* The data
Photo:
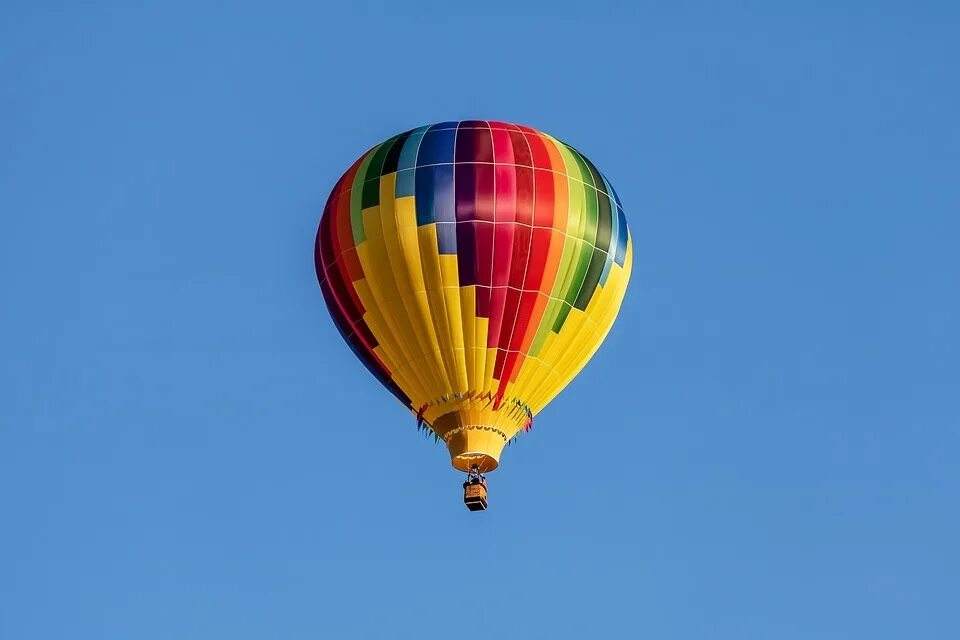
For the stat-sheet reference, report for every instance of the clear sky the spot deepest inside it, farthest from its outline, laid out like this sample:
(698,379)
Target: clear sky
(764,448)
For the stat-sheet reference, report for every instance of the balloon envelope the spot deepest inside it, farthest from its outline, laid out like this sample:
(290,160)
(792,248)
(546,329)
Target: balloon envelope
(474,267)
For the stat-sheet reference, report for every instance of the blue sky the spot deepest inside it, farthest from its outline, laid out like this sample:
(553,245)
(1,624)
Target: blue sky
(765,447)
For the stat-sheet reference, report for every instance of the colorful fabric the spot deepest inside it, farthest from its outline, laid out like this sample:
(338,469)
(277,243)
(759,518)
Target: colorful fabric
(474,266)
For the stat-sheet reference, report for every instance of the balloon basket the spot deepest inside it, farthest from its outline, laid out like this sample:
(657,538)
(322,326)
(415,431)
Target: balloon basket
(475,496)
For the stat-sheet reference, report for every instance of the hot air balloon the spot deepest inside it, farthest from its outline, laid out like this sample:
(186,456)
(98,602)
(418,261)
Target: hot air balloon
(474,268)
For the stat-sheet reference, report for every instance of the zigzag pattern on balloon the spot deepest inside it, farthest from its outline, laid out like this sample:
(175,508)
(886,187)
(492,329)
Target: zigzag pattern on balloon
(474,266)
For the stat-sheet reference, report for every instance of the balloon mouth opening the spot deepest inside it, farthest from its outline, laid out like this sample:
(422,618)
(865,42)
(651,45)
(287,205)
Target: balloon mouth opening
(466,461)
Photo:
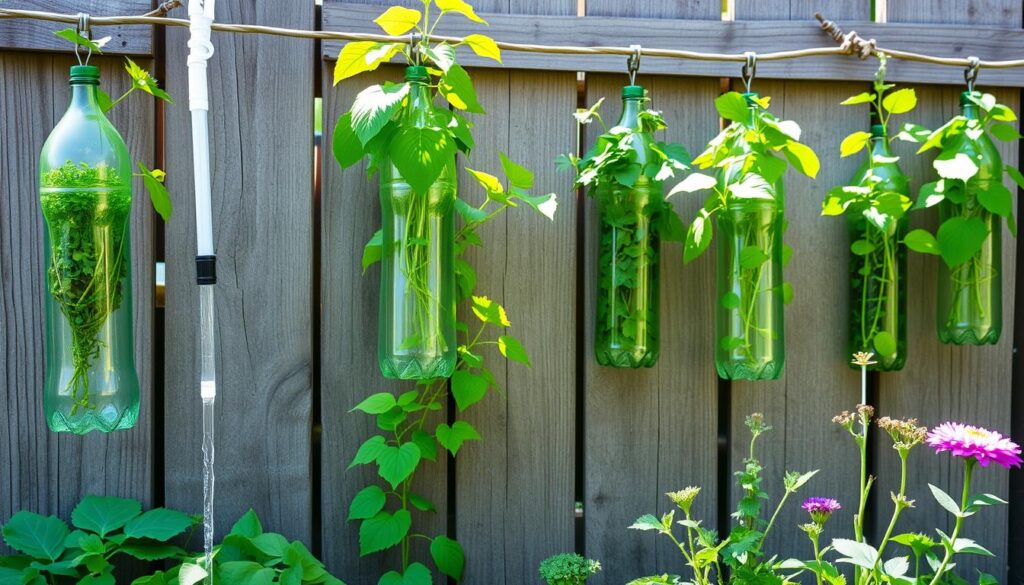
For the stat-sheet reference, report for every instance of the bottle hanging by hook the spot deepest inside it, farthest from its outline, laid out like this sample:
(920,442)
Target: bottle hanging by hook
(633,64)
(971,73)
(84,30)
(750,69)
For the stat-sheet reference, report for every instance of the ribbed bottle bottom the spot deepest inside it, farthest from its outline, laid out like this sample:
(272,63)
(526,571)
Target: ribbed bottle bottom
(85,423)
(412,369)
(625,359)
(749,371)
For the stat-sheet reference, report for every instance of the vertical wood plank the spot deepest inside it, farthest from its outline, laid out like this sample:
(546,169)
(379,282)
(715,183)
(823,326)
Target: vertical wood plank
(45,471)
(643,436)
(817,382)
(261,150)
(515,491)
(947,382)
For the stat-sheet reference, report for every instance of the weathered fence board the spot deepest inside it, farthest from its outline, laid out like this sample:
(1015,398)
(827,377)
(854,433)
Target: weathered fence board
(44,471)
(261,150)
(38,35)
(729,37)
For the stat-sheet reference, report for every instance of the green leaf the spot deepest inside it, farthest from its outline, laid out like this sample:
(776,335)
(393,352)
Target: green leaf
(360,56)
(461,7)
(732,106)
(518,175)
(159,524)
(458,89)
(369,451)
(161,199)
(900,101)
(448,556)
(374,250)
(420,155)
(244,573)
(453,436)
(468,388)
(367,503)
(397,463)
(103,515)
(885,344)
(35,535)
(854,143)
(383,531)
(377,404)
(398,19)
(960,239)
(512,349)
(344,143)
(483,46)
(374,108)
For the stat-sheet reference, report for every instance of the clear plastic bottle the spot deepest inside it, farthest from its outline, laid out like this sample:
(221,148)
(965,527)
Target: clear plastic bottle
(85,196)
(629,246)
(417,339)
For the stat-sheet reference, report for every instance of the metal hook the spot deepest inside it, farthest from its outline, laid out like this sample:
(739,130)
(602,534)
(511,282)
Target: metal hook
(633,63)
(750,69)
(84,30)
(971,73)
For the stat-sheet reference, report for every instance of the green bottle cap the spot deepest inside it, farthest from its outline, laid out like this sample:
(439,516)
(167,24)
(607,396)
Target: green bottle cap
(633,91)
(85,74)
(417,73)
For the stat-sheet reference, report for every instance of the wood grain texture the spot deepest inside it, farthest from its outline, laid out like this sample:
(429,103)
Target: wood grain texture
(986,41)
(653,430)
(515,491)
(44,471)
(261,149)
(38,35)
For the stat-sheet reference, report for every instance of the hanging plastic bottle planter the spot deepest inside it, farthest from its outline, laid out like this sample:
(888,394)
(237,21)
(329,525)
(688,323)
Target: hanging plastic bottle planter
(418,303)
(747,205)
(85,196)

* The problem
Reproduce the listing exactly, but keep its images out of the copy.

* Finished exercise
Photo:
For the stat-sheet reference, report for every instance of the clear sky the spot deepest inside it, farthest from its outline, laid out like this sample:
(698,379)
Target: clear sky
(764,448)
For the stat-sheet reference, report for every instance of the balloon envelope the spot deepest inside it, farthest from its outline, laid out like this sample:
(290,160)
(792,248)
(546,329)
Target: balloon envelope
(474,267)
For the stat-sheet reference, report for every instance of the blue sky the spot deepest inside it, farthest from its outline, laid out like this sample:
(553,245)
(1,624)
Target: blue sky
(765,447)
For the stat-sheet reference, report for every instance of the colorful fabric the spot deepest inside it, farthest from its outline, laid out like this sample:
(338,469)
(277,243)
(759,518)
Target: colorful fabric
(474,266)
For the stat-sheet reference, report for every instance of the balloon basket the spot deepest inside it, farthest from its outline, laid out like this sample:
(657,538)
(322,326)
(415,431)
Target: balloon basket
(475,496)
For the stat-sheet reference, report for every instance of the hot air balloon the spot deepest inside it, farthest from its outline, laid out like this sample:
(186,456)
(98,602)
(418,261)
Target: hot air balloon
(474,268)
For the stat-sheet reference, report for every instance of the zigzag pattern on balloon the spot deepest inside it, farthest from its outline, laid out like this sample:
(175,508)
(886,187)
(492,329)
Target: zigzag pattern on balloon
(474,266)
For the stat-sheet reference, report for every instance of the balloon mouth opening the spot deepest inside it, farthest from its outline, laid out like this sample:
(422,618)
(865,42)
(651,45)
(287,205)
Target: balloon mouth opening
(466,461)
Photo:
For the stat-sheet reference, report for every instance of the bottle hanging by hook the spot deepest inside it, farthest from its outline, laid out like this sample:
(920,442)
Target: bottle hanging by hook
(633,64)
(971,73)
(84,30)
(750,69)
For the stat-sheet reference, report for every instance of the ribbed bottle bottom the spot deepest inside it, farthest from its outline, laid out like this sample:
(272,63)
(526,571)
Target: ribbed bottle bottom
(85,423)
(412,369)
(625,359)
(749,371)
For the stat-sheet reference, report for every instance of the vertical wood plank the spot deepest inside it, farthest from its outline, laid out like this sample:
(546,169)
(379,282)
(715,183)
(823,326)
Target: vertical wood plank
(45,471)
(643,436)
(817,382)
(261,150)
(515,491)
(947,382)
For the stat-sheet reference, report for every instance of the weathered fence board the spot deepest inside it, farthest from its outline, laid out like this sample:
(1015,398)
(827,377)
(854,433)
Target: weathered fence board
(44,471)
(261,150)
(38,35)
(729,37)
For the stat-sheet reference, report for every instance of the green leaf the spot deepest inside it, farthest from its outline, laid out like this sample:
(776,335)
(393,352)
Target: green leaf
(360,56)
(461,7)
(732,106)
(518,175)
(159,524)
(458,89)
(369,451)
(161,199)
(900,101)
(448,556)
(374,250)
(420,155)
(244,573)
(453,436)
(468,388)
(367,503)
(397,463)
(103,515)
(885,344)
(35,535)
(854,143)
(383,531)
(377,404)
(398,19)
(960,239)
(512,349)
(344,143)
(483,46)
(374,108)
For the stat-sheet reference, report for every instance of the clear plastic bottle the spot deepest inside it, farthest from its outline, laid out like this sample:
(221,148)
(965,527)
Target: clear plastic bottle
(85,196)
(629,246)
(417,339)
For the stat-sheet reference, report for every instance of the metal hook the spot deepest inside it, farthest from its outline, laid out like this sample:
(739,130)
(602,534)
(511,282)
Target: metal hook
(633,63)
(750,69)
(84,30)
(971,73)
For the stat-sheet reference, report for every instance of the green bottle cap the spot deepest inside it, farthest from its outline, laid out like this sample:
(439,516)
(167,24)
(607,396)
Target: green bottle cap
(633,91)
(85,74)
(417,73)
For the stat-sheet reference, report for every instance of the wood grain texture the spot deepest inside it, farthest from its outline, laid out like this sample:
(429,103)
Target: wood grain texture
(986,41)
(653,430)
(515,491)
(44,471)
(261,149)
(38,35)
For the stat-sheet reference, report for every instance of the hanging plastic bottle planter the spot deepest inside it, farthest from its outline, laid out like this sample:
(888,394)
(237,21)
(329,525)
(688,323)
Target: hanging plastic bottle planter
(418,303)
(747,205)
(85,196)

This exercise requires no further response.